■ Problems to solve
**A)** Check each statement against the CUDA printf post: (i) the program fails to compile; (ii) run in a terminal, the program prints nothing; (iii) the kernel is launched with 3 blocks. Answer yes or no for each, quoting the words of the post that decide it.
**B)** Continue the CUDA printf post from its final sentence.

■ Source excerpt
***

1

Consider the following program:

#include <cuda/api_wrappers.hpp>

namespace kernels {
template <typename T>
__global__ void print_stuff()
{
        printf("This is a plain printf() call.\n");
}
} // namespace kernels

int main()
{
        auto launch_config { cuda::make_launch_config(2,2) };
        cuda::launch(::kernels::print_stuff<int>, launch_config);
        cuda::outstanding_error::ensure_none();
}

(it uses the cuda-api-wrappers library).

The program compiles and runs. However, if I run in in a terminal, it prints nothing; while if I run it via nvvp, the console shows me:

This is a plain printf() call.
This is a plain printf() call.
This is a plain printf() call.
This is a plain printf() call.

... as expected (2 blocks x 2 threads = 4 lines).

***

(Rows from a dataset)
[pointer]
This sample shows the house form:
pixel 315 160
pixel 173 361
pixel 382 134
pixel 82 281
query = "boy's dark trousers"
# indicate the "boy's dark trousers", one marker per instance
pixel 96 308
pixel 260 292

***

■ Task answers
**A)**
(i) No: "The program compiles and runs."
(ii) Yes: "it prints nothing"
(iii) No: "2 blocks x 2 threads = 4 lines"

**B)**
What is/could be the reason am I not getting the four lines printed on the terminal as well?

Notes:

  • I realize the fault may theoretically be with the library, of which I am the author. So "it has to be the library" is a legitimate answer, but you need to explain why it can't be anything else.
  • No warnings when compiling with nvcc -Xcompiler -Wall -Xcompiler -Wextra.
  • I use Devuan GNU/Linux 3 (beowulf; equivalent of Debian Buster).
  • My hardware: An AMD64 Intel CPU; a GTX 1050 Ti card.
  • nVIDIA Driver version: 430.50; CUDA version: 10.1.105 .
  • cuda-memcheck does not complain about the program.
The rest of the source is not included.